Changed the way of keeping track of the scores to a nested hashmap.

Flixtastic · Dec 10, 2024 · 556fed4 · 556fed4
1 parent 978d817
commit 556fed4
Show file tree

Hide file tree

Showing 3 changed files with 65 additions and 71 deletions.
diff --git a/src/index/IndexBuilderMain.cpp b/src/index/IndexBuilderMain.cpp
@@ -216,10 +216,10 @@ int main(int argc, char** argv) {
   add("add-text-index,A", po::bool_switch(&onlyAddTextIndex),
       "Only build the text index. Assumes that a knowledge graph index with "
       "the same `index-basename` already exists.");
-  add("set-bm25-b-param,bm25-b", po::value(&bScoringParam),
+  add("set-bm25-b-param", po::value(&bScoringParam),
       "Sets the b param in the BM25 scoring metric. This has to be between "
       "(including) 0 and 1. The default is 0.75.");
-  add("set-bm25-k-param,bm25-k", po::value(&kScoringParam),
+  add("set-bm25-k-param", po::value(&kScoringParam),
       "Sets the k param in the BM25 scoring metric. This has to be greater "
       "than or equal to 0. The default is 1.75.");
   add("set-scoring-metric,S", po::value(&scoringMetric),

diff --git a/src/index/IndexImpl.Text.cpp b/src/index/IndexImpl.Text.cpp
@@ -215,8 +215,8 @@ void IndexImpl::calculateScoreData(const string& docsFileName,
 }
 
 // _____________________________________________________________________________
-bool IndexImpl::addWordToScoreDataInvertedIndex(
-    std::string_view word, TextRecordIndex currentContextId) {
+bool IndexImpl::addWordToScoreDataInvertedIndex(std::string_view word,
+                                                TextRecordIndex currentDocId) {
   WordVocabIndex wvi;
   // Check if word exists and retrieve wordId
   WordIndex currentWordId;
@@ -225,26 +225,27 @@ bool IndexImpl::addWordToScoreDataInvertedIndex(
   }
   scoreData_.isDocEmpty = false;
   // Emplaces or increases the docLengthMap
-  if (scoreData_.docLengthMap.contains(currentContextId)) {
-    ++scoreData_.docLengthMap[currentContextId];
+  if (scoreData_.docLengthMap.contains(currentDocId)) {
+    ++scoreData_.docLengthMap[currentDocId];
   } else {
-    scoreData_.docLengthMap[currentContextId] = 1;
+    scoreData_.docLengthMap[currentDocId] = 1;
   }
   ++scoreData_.totalDocumentLength;
   // Check if wordId already is a key in the InvertedIndex
   if (scoreData_.invertedIndex.contains(currentWordId)) {
     // Check if the word is seen in a new context or not
-    if (scoreData_.invertedIndex[currentWordId].back().first ==
-        currentContextId) {
-      ++scoreData_.invertedIndex[currentWordId].back().second;
+    InnerMap& innerMap = scoreData_.invertedIndex.find(currentWordId)->second;
+    auto ret = innerMap.find(currentDocId);
+    // Seen in new context
+    if (ret == innerMap.end()) {
+      innerMap.emplace(currentDocId, 1);
+      // Seen in known context
     } else {
-      scoreData_.invertedIndex[currentWordId].emplace_back(
-          std::make_pair(currentContextId, 1));
+      ret->second += 1;
     }
   } else {
-    scoreData_.invertedIndex[currentWordId] =
-        std::vector<std::pair<TextRecordIndex, TermFrequency>>{
-            std::make_pair(currentContextId, 1)};
+    scoreData_.invertedIndex.emplace(currentWordId,
+                                     InnerMap{{currentDocId, 1}});
   }
   return true;
 }
@@ -253,72 +254,65 @@ bool IndexImpl::addWordToScoreDataInvertedIndex(
 float IndexImpl::calculateBM25OrTFIDF(WordIndex wordIndex,
                                       TextRecordIndex contextId,
                                       bool calcBM25) {
-  // Lambda to binary search a sorted vector and pass the found value by ref.

* **Records shown**:
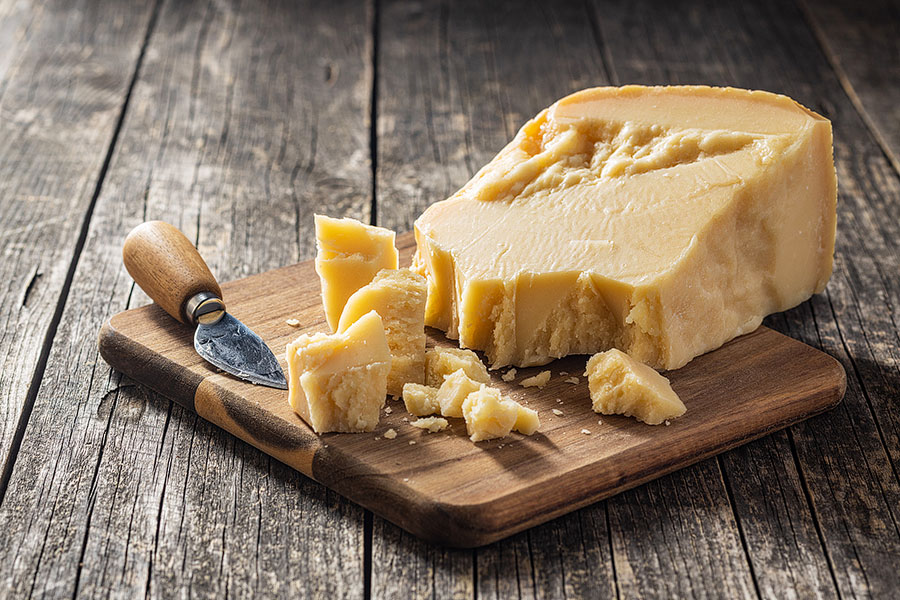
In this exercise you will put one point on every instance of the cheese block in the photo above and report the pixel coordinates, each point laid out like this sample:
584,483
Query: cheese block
620,385
440,362
398,296
349,254
454,391
663,221
420,400
489,415
338,382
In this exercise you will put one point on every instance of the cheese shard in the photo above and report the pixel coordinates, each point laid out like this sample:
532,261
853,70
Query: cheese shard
453,392
338,382
663,221
398,296
421,400
620,385
440,362
489,415
349,254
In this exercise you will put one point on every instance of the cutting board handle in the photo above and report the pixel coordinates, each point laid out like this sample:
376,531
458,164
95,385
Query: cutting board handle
169,269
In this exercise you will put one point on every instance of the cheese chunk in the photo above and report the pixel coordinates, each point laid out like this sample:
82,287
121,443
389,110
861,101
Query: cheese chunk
349,255
622,386
440,362
420,400
338,382
489,415
454,391
660,220
398,296
431,424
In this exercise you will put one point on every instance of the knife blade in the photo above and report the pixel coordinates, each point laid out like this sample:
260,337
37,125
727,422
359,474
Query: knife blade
165,264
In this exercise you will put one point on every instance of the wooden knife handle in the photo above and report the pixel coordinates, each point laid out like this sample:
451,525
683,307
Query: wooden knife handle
168,267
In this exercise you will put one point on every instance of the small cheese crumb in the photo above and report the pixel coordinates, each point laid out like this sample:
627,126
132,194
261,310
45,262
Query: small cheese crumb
431,424
538,381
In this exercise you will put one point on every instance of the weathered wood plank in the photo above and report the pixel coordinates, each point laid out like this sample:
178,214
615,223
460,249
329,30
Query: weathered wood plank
862,43
64,74
854,506
458,81
245,119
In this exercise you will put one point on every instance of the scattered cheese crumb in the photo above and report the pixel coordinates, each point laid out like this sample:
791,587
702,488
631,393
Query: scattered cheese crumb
431,424
539,380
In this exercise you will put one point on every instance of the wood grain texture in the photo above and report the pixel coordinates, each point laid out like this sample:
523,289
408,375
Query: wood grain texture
862,43
238,130
769,46
63,82
442,487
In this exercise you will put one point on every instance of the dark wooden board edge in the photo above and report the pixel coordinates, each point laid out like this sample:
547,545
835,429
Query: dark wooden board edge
452,525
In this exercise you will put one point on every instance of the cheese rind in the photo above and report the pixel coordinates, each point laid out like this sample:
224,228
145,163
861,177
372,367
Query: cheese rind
398,296
338,382
349,254
421,400
620,385
440,362
660,220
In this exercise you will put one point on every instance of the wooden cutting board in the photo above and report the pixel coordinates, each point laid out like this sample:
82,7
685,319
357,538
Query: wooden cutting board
440,486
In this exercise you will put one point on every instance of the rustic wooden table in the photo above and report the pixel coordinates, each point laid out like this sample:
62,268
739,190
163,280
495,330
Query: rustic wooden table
236,121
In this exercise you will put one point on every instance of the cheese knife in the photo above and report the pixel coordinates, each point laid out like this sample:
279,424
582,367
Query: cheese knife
168,267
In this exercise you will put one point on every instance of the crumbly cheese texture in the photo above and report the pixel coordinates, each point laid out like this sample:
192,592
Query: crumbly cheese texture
349,254
421,400
490,415
398,296
431,424
620,385
660,220
338,382
440,362
454,391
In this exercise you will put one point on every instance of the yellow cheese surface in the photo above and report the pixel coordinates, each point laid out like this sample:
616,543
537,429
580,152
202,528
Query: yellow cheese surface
338,382
489,415
440,362
660,220
620,385
453,392
420,400
349,254
398,296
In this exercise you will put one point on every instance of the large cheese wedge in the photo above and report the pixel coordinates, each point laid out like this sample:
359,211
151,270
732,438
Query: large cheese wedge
663,221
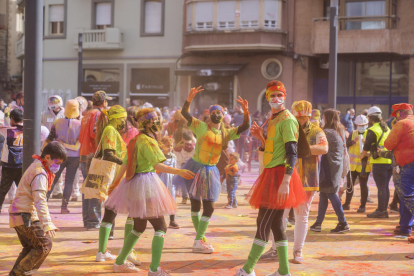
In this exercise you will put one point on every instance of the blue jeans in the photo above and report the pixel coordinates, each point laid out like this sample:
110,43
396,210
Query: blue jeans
72,176
323,206
382,175
91,208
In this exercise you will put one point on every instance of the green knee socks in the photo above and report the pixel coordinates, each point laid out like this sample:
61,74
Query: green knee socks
129,225
104,232
257,250
202,227
157,246
195,217
282,252
129,243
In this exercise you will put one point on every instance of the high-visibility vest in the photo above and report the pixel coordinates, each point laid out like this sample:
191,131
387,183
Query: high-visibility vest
355,154
376,128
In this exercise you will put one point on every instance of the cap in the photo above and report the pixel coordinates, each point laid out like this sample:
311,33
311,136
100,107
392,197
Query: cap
361,120
302,108
72,109
402,106
100,96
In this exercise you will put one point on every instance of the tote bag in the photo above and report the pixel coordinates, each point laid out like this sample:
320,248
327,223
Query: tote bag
100,176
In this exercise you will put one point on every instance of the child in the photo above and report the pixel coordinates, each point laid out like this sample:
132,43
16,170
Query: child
166,146
29,214
232,178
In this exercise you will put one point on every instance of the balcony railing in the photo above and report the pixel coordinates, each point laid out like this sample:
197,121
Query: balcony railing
19,48
107,39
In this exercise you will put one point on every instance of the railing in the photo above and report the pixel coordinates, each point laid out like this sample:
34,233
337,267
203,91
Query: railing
19,48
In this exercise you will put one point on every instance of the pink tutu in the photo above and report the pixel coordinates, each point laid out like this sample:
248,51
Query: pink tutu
144,196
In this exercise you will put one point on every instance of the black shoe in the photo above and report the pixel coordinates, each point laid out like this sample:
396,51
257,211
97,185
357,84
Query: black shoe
341,227
361,209
378,214
316,227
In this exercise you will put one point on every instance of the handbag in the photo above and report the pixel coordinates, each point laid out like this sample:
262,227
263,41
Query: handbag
100,176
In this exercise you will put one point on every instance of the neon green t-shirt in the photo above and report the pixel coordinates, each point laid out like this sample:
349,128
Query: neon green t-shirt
282,129
148,153
209,142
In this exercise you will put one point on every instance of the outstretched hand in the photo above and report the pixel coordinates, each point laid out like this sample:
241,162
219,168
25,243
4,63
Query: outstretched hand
244,103
194,91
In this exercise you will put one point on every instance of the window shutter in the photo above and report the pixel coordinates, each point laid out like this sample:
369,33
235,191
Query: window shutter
103,13
56,13
153,17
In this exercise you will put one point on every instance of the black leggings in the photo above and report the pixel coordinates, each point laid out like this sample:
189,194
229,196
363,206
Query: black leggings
270,219
139,224
363,182
208,207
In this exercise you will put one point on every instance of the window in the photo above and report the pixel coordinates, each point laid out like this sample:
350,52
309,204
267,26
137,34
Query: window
56,20
362,9
204,15
103,15
152,14
226,14
271,11
249,12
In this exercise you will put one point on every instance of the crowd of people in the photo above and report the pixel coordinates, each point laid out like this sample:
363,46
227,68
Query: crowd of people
158,154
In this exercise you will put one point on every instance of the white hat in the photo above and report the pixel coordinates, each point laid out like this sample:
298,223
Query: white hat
374,110
361,120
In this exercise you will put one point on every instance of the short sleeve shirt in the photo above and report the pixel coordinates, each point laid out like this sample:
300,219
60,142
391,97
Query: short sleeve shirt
148,154
209,142
280,130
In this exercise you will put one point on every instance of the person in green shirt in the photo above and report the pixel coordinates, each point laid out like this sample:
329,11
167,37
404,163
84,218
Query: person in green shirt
212,138
141,194
279,186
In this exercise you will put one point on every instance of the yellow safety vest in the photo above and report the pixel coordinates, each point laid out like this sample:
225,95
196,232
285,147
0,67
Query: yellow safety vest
376,128
355,154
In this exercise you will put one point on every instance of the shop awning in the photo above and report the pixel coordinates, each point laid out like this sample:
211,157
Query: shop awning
209,70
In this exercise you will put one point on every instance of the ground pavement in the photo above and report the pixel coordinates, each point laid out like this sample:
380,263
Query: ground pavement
369,248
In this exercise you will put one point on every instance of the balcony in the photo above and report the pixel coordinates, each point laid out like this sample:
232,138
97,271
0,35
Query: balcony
19,48
107,39
235,40
361,41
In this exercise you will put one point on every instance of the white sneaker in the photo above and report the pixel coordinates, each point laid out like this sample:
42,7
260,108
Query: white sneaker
126,267
132,257
102,257
241,272
201,246
159,272
276,273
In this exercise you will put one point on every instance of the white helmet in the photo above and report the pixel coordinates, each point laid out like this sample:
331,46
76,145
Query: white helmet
361,120
374,110
54,102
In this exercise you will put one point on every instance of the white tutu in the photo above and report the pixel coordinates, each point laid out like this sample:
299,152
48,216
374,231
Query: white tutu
144,196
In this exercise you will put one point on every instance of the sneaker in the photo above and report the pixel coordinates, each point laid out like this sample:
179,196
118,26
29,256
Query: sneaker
297,257
126,267
270,255
378,214
102,257
361,209
241,272
369,200
341,227
276,273
159,272
316,227
394,209
132,257
201,246
174,225
64,210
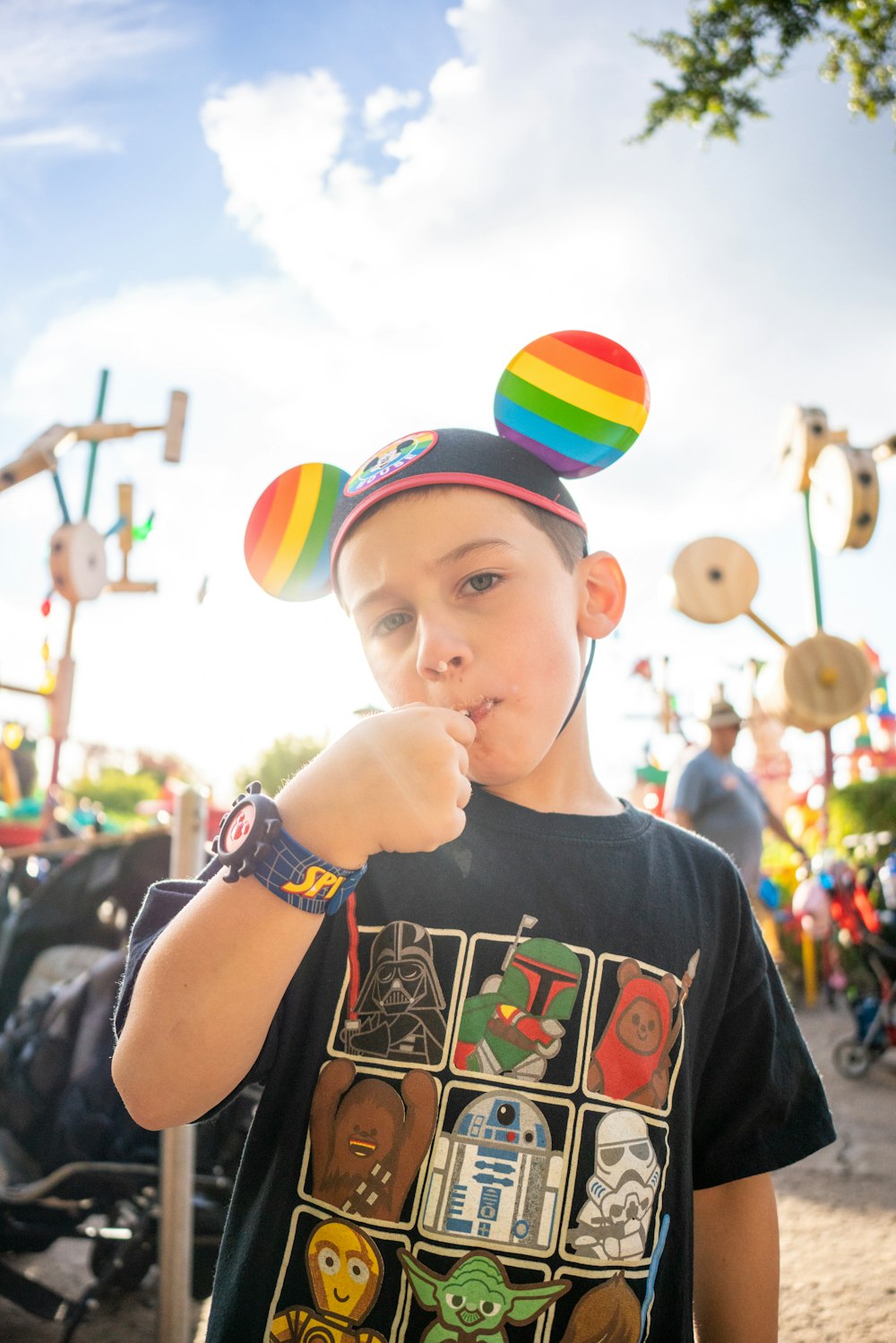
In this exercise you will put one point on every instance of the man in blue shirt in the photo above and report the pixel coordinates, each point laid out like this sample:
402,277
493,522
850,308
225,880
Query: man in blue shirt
718,801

* **What you are asked to do**:
For each statement, say yes or no on whether it agrees with the commit diff, and quote the deciding words. (a) The b parameter must fall between 0 and 1, with both ends allowed. (b) The default value of the k parameter is 0.75. (c) The commit changes three files. The lines above have no connection to the commit diff.

* **Right answer**:
(a) Yes: "(including) 0 and 1"
(b) No: "The default is 1.75."
(c) Yes: "Showing 3 changed files with 65 additions and 71 deletions."